→ **Directive**
In the records below, find the line holding "of the tattooed"; copy it and every line after it to the end, omitting all images.

* Begin Source data *

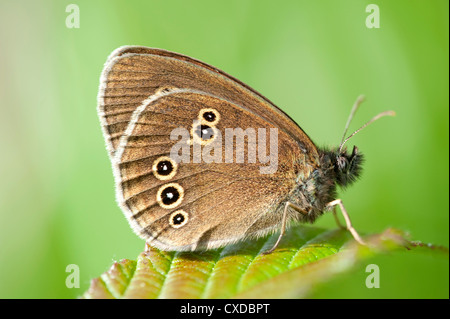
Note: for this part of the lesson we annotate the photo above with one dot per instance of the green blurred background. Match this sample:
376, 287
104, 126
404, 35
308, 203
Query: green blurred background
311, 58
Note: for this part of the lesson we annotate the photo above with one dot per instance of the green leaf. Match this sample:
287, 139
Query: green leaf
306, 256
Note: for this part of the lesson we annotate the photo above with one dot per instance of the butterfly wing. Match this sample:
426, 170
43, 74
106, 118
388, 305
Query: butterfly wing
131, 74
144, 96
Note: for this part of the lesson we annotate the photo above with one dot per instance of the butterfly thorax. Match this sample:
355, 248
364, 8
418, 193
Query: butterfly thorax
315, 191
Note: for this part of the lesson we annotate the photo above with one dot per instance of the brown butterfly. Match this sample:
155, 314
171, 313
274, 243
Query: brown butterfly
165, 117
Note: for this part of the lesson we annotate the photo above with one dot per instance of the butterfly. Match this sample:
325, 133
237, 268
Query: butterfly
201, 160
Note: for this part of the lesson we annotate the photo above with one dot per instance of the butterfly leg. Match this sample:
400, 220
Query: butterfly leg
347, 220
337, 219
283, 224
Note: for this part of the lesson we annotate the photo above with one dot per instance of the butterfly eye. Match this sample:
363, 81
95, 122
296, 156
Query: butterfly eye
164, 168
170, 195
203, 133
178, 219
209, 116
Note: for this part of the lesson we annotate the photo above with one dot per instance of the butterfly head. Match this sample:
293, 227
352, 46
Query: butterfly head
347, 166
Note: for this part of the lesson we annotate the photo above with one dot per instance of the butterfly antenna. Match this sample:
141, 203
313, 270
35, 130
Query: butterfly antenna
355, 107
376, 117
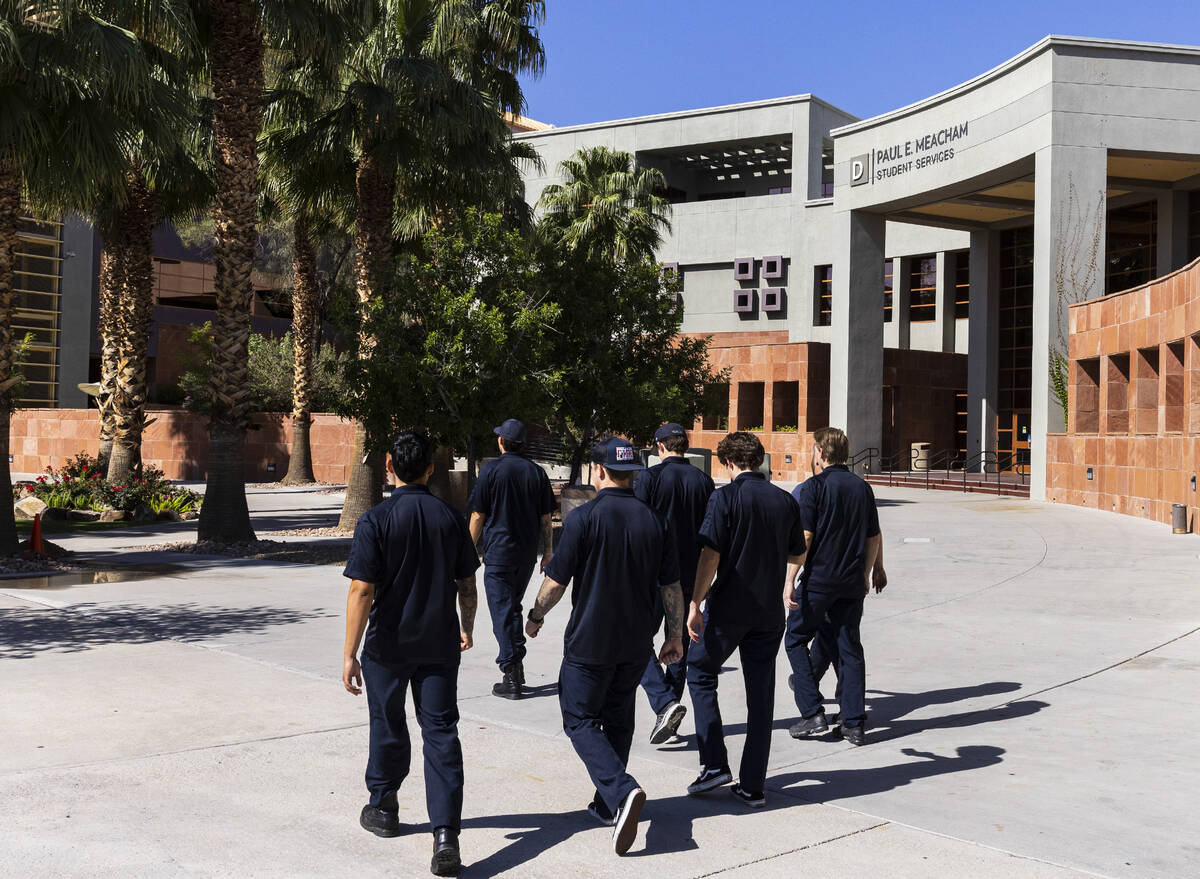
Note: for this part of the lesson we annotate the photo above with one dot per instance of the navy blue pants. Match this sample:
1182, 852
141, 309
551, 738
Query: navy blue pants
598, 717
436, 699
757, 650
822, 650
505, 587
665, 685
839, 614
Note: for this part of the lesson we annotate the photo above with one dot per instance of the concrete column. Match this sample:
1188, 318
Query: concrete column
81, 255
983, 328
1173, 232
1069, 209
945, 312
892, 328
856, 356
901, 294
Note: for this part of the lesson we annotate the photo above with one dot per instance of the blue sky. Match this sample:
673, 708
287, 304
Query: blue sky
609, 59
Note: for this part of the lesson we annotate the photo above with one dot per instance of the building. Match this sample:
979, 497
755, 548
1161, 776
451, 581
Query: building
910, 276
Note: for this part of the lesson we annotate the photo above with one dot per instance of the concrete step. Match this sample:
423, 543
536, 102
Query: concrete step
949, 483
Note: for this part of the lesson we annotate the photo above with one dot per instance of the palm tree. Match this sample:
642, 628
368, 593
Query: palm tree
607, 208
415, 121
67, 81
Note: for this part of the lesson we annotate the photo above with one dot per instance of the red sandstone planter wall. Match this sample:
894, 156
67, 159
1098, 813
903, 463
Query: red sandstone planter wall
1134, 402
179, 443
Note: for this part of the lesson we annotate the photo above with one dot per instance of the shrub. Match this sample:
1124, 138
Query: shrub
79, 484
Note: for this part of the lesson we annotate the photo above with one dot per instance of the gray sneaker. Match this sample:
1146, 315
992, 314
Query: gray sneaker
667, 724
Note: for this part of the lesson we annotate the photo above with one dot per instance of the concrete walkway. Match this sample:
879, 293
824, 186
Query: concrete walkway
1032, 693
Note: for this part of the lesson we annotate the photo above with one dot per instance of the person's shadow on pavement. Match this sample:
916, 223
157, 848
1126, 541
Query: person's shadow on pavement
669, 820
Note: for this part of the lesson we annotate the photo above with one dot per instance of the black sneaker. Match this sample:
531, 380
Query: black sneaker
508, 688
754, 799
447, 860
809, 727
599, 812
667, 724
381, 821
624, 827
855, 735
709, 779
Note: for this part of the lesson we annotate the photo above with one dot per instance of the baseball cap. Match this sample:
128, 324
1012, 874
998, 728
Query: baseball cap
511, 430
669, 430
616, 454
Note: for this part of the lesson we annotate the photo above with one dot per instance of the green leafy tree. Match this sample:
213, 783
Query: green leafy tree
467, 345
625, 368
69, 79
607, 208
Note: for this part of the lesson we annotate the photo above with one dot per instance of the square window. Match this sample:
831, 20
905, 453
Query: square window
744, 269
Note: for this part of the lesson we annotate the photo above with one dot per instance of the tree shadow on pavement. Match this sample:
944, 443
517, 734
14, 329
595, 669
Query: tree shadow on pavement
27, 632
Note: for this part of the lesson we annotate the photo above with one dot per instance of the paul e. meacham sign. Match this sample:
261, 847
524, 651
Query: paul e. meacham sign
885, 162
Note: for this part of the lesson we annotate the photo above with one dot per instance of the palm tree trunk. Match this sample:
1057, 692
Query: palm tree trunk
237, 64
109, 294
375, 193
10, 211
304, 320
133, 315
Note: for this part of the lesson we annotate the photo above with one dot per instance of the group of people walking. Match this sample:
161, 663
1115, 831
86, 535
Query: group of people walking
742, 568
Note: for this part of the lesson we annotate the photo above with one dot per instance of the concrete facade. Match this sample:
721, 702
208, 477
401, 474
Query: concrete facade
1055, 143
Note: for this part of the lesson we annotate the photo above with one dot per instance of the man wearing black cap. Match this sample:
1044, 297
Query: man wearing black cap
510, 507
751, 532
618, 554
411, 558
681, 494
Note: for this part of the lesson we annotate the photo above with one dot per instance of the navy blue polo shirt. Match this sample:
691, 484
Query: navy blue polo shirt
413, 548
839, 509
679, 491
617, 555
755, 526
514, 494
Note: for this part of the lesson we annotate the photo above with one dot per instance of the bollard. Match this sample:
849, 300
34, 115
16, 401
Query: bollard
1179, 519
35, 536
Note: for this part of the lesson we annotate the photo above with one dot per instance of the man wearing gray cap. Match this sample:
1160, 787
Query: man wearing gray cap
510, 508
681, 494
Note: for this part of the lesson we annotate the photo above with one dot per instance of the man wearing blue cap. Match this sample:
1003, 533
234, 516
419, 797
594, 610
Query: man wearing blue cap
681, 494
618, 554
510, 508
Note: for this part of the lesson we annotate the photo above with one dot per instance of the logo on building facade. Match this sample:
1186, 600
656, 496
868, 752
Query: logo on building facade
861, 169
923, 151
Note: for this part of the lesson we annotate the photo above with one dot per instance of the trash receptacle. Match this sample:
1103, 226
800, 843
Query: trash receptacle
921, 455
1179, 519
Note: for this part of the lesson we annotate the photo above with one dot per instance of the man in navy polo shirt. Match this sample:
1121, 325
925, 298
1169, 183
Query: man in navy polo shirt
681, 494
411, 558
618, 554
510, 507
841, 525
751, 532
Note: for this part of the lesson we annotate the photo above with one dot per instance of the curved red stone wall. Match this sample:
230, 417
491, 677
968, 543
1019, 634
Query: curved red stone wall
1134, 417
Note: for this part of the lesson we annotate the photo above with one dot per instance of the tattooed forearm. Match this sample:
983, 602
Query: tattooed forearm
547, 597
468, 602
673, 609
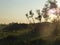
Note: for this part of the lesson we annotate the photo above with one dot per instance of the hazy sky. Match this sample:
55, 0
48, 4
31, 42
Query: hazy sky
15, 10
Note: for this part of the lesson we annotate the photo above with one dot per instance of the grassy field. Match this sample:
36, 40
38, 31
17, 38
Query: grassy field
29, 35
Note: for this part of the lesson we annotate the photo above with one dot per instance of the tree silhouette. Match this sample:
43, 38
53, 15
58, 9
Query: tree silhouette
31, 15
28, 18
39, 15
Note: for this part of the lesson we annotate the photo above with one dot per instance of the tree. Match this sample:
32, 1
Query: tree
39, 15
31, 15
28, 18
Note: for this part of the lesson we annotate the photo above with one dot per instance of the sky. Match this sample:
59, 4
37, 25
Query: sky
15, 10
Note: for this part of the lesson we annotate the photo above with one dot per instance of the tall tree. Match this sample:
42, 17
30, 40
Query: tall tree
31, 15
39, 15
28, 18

* End Source data *

→ **Result for this task**
Note: for this part of the lesson we annotate the photo above with one dot per instance of the tattooed forearm. Match this sample:
983, 602
Query: tattooed forearm
547, 597
468, 602
673, 609
Note: for this part of the lesson we annotate the photo above with one dot per instance of the hazy sky. Match this sample:
55, 0
48, 4
31, 42
Query: hazy sky
15, 10
Note: for this part of the lesson we annotate the photo above with one dot per instance of the grassy field. Match this sample:
36, 40
38, 31
17, 38
Query: grassy field
29, 35
Note: for this part of the lesson we annotate the photo above with one dot per instance of the tree silhouette. Match this sample:
43, 38
53, 15
58, 9
Query: tree silhouette
31, 15
28, 18
39, 15
Note: for this part of the lesson we annotate the photo above with one dot per instance of the tree. Match this sample:
32, 1
Query: tree
39, 15
31, 15
28, 18
Note: for this part of the lesson we annotate the photo above with one dot per instance of the sky. Match this sample:
59, 4
37, 25
Query: sky
15, 10
Note: for this part of the lesson we annotate the photo above with one dot per instance of the tall tree. Match this sample:
42, 17
30, 40
Query: tall tree
31, 15
39, 15
28, 18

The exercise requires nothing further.